## Begin LISTED RECORDS
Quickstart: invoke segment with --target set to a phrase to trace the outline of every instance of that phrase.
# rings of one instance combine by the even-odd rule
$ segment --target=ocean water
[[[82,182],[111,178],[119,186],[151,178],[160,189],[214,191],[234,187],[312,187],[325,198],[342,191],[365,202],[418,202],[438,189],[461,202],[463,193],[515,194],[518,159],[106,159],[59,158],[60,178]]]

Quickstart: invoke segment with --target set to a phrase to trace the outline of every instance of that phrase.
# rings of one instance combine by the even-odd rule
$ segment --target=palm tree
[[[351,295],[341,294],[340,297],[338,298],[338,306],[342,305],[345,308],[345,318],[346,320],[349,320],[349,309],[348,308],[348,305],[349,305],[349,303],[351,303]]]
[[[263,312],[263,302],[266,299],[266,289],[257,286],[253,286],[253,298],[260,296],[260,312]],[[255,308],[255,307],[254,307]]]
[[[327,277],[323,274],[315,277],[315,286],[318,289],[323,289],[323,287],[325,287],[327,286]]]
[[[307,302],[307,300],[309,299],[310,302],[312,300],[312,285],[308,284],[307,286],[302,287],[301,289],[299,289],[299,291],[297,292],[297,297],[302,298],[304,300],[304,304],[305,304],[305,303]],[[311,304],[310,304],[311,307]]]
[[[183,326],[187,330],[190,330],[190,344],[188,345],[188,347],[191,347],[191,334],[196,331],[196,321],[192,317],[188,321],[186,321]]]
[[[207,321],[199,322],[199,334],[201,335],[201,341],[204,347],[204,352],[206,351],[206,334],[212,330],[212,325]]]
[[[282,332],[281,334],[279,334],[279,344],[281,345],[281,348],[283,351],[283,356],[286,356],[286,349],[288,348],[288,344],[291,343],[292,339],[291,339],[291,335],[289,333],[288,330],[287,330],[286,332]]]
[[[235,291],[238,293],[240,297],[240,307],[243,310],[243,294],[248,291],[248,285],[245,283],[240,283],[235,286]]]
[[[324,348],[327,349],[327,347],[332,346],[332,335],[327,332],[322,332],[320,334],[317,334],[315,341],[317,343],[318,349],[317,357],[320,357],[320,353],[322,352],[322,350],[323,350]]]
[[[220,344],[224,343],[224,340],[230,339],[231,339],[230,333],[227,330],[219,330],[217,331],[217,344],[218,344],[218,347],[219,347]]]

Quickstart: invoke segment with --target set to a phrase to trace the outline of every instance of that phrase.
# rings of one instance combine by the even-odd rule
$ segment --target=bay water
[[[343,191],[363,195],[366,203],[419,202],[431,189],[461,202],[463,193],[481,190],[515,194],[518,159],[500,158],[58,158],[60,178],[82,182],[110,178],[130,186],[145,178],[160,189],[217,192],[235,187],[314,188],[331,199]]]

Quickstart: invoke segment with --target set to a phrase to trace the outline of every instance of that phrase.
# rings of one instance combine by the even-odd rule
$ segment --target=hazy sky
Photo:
## End LISTED RECORDS
> TASK TO CARRY OUT
Determine how many lines of the listing above contain the string "water", and state only that number.

> EXERCISE ANSWER
2